*** Opening of Selected extract ***

Emerson: Need I Continue?

According to Google Analytics, there are roughly five of you out there keeping up with the Emerson Project. I ran a book proposal based on the project by my agent today and she said don’t bother, it’s been done, she can’t sell it.

This puts me in a tough position because for writers like Emerson, reading isn’t enough for me. I need to write something about the text to reach an understanding of it. But what’s the point of writing if no one is reading?

  • http://pulse.yahoo.com/_4JHQNL6Q66PQEXWWUOKMQXHTDU Rex

    Take another look at the quote I posted some few days ago from Sacvan Berkovich on the distinction between individualism and individuality. Yes, all the easy questions about RWE have already been answered. The subtlety of such a distinction as Berkovich’s — there’s a difference between self-interest for self-advancement and self-interest for a more perfect commuity–has to the best of my knowledge not been explored. Comparing RWE to radical right-wing so-called conservatives could be explosive.

  • Kelly Jolley

    I write essentially for myself, accidentally for others.  So–if it’s working for me, it’s working.  If others find it works for them, great; if not, oh well, too bad, –they can spend their time elsewhere, with my blessing.

    One problem with writing on Emerson.  Everyone thinks they’ve read him.  Everyone is wrong.  (Unless a little numb perusal in a junior high English class counts.)  Everyone thinks they understand him.  Everyone is wrong.  The basic problem with Emerson is that everyone thinks he’d ‘been done’, when he’s barely been started.  But it is hard to shatter that conviction.  Emerson is the butt of his own quotability.

  • Anonymous

    Thanks for the comment — I agree, Emerson hasn’t been done. I’ve only scratched the surface myself. I can’t go on, I’ll go on.

*** Close of Selected extract ***
*** Opening of Recorded data ***

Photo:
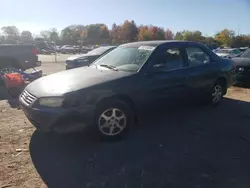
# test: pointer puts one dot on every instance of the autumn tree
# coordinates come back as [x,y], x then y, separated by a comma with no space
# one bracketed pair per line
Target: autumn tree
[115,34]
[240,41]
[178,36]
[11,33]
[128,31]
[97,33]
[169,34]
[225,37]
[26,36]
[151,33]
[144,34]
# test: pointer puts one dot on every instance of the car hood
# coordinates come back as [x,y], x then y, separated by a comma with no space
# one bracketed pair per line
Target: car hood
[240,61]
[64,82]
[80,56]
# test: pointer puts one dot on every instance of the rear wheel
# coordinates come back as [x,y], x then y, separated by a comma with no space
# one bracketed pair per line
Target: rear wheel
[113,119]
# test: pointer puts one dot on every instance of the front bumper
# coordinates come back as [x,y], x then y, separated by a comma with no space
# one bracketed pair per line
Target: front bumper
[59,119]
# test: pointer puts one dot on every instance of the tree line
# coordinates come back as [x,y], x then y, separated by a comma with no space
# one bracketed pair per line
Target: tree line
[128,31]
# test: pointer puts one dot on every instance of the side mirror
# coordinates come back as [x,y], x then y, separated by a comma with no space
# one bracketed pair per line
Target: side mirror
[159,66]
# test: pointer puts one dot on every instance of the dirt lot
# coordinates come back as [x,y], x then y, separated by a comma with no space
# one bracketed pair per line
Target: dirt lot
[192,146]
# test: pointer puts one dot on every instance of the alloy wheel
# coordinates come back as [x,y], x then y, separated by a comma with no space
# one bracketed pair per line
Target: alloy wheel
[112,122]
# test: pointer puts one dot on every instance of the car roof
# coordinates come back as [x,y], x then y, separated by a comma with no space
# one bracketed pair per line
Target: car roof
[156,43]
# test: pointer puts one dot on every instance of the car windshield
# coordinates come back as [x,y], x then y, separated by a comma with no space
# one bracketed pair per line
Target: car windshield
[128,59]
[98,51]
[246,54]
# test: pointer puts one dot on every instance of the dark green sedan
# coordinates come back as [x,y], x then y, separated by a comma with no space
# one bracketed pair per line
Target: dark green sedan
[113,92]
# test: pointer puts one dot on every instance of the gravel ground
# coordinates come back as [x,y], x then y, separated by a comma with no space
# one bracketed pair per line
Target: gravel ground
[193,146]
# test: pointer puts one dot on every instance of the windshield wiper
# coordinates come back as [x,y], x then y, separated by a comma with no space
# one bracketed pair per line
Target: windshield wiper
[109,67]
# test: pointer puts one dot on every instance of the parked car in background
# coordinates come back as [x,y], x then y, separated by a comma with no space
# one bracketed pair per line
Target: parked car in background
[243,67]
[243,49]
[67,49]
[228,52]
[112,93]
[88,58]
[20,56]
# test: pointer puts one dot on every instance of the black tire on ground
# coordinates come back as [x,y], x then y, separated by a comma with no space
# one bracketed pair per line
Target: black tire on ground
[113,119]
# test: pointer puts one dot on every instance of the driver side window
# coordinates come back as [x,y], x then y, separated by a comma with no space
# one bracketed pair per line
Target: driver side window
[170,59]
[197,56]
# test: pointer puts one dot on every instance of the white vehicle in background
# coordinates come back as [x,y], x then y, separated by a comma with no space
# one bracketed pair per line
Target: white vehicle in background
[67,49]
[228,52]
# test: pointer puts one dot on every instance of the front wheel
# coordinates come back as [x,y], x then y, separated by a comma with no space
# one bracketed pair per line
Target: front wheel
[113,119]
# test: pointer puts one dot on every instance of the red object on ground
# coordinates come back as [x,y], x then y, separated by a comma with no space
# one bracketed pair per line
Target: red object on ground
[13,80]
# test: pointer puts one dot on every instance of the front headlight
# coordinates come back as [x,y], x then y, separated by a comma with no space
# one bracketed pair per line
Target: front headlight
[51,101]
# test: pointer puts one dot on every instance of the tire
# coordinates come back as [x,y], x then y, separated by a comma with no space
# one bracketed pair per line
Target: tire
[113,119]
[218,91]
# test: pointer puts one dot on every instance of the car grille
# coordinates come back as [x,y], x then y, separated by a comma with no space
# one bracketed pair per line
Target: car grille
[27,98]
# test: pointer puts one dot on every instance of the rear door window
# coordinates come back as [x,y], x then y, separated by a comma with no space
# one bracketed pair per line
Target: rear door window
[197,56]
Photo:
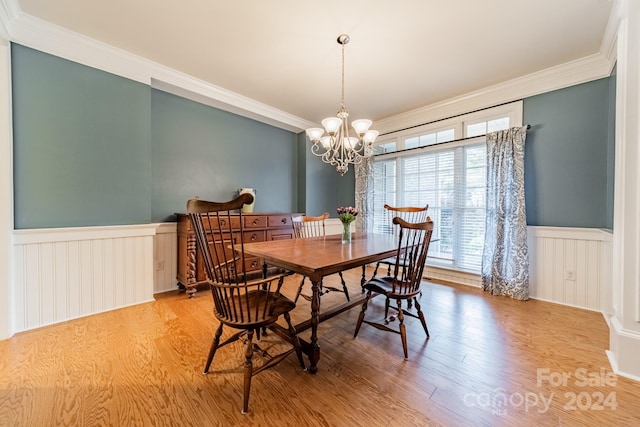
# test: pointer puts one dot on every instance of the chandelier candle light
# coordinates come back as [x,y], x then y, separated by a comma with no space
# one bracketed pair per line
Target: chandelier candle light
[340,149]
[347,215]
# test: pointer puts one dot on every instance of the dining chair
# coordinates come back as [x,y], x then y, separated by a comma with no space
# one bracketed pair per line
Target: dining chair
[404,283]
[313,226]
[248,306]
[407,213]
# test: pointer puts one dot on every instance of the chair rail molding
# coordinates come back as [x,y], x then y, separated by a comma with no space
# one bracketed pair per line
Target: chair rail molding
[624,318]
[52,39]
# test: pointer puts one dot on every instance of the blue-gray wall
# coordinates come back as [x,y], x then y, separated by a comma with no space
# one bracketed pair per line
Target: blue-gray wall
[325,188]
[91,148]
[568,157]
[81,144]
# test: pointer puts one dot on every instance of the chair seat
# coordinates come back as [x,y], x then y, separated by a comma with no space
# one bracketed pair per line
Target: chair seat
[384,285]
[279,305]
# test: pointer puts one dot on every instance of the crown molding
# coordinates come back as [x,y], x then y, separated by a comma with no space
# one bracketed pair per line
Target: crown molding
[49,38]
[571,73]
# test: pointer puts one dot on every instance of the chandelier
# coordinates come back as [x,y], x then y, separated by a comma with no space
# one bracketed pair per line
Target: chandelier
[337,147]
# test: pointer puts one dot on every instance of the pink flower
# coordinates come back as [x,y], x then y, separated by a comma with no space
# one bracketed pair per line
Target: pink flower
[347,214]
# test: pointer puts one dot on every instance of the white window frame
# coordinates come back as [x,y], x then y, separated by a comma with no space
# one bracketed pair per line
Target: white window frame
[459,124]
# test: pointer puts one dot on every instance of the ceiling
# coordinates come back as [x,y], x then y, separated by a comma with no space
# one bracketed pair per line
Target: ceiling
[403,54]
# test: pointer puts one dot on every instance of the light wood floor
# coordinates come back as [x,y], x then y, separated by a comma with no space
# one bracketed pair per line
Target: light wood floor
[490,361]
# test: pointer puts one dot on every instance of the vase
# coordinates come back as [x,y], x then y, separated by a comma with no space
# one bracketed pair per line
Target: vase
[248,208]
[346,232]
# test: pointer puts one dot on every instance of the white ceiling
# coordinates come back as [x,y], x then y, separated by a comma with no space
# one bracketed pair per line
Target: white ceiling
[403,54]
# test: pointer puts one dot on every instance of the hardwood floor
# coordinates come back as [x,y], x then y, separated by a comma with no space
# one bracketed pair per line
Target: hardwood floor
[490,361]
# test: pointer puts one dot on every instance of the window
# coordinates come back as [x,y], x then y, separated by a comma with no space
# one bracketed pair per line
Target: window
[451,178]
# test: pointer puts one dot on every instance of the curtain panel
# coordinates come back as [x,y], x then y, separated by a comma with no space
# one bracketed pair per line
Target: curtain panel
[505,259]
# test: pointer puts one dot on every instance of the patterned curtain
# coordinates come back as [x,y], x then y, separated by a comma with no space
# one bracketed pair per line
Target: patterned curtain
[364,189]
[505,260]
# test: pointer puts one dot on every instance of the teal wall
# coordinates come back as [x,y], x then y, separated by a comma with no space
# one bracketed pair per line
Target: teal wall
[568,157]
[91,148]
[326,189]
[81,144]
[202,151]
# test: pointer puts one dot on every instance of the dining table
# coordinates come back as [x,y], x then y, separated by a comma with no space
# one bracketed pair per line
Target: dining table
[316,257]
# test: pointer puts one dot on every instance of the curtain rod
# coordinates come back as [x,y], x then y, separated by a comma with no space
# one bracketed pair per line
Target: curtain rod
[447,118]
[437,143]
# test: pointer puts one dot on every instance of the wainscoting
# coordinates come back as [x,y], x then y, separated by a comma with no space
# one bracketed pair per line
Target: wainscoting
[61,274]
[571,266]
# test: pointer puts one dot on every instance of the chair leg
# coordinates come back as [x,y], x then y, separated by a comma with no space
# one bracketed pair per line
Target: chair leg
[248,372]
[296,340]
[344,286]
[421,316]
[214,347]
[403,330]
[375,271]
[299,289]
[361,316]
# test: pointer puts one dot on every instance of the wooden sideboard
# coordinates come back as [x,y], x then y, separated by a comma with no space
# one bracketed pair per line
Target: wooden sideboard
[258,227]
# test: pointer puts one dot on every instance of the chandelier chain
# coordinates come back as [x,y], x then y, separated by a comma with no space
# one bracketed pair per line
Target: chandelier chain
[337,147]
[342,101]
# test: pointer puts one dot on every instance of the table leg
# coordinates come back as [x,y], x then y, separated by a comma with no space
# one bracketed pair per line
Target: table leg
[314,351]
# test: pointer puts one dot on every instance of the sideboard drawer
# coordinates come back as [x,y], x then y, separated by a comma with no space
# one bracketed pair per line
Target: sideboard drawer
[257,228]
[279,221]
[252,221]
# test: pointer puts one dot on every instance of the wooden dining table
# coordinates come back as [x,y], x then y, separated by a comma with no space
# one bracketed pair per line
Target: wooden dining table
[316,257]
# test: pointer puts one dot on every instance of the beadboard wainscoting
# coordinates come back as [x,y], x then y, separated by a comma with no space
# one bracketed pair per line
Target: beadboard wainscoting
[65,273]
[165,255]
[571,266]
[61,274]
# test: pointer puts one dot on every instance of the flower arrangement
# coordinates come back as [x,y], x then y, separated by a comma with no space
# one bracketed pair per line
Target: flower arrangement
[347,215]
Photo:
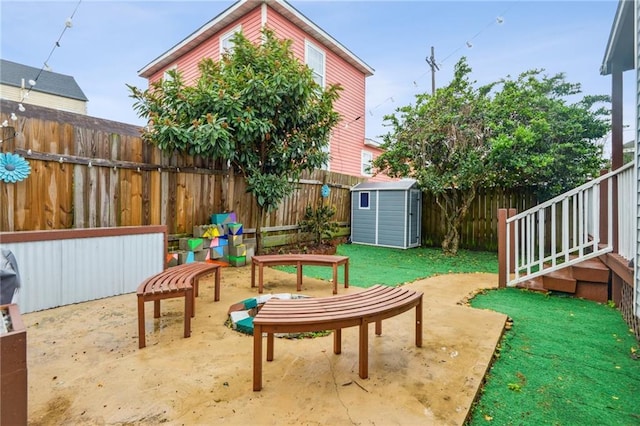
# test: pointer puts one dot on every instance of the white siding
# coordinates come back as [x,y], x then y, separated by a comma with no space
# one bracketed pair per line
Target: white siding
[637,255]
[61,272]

*** Close of Recorded data ***

- Exercise requirements:
Rewrite the Emerson blog post, starting with "According to Google" and going on through "can’t sell it.", replacing "agent" with "editor". The data isn't needed here.

- Response area:
According to Google Analytics, there are roughly five of you out there keeping up with the Emerson Project. I ran a book proposal based on the project by my editor today and she said don’t bother, it’s been done, she can’t sell it.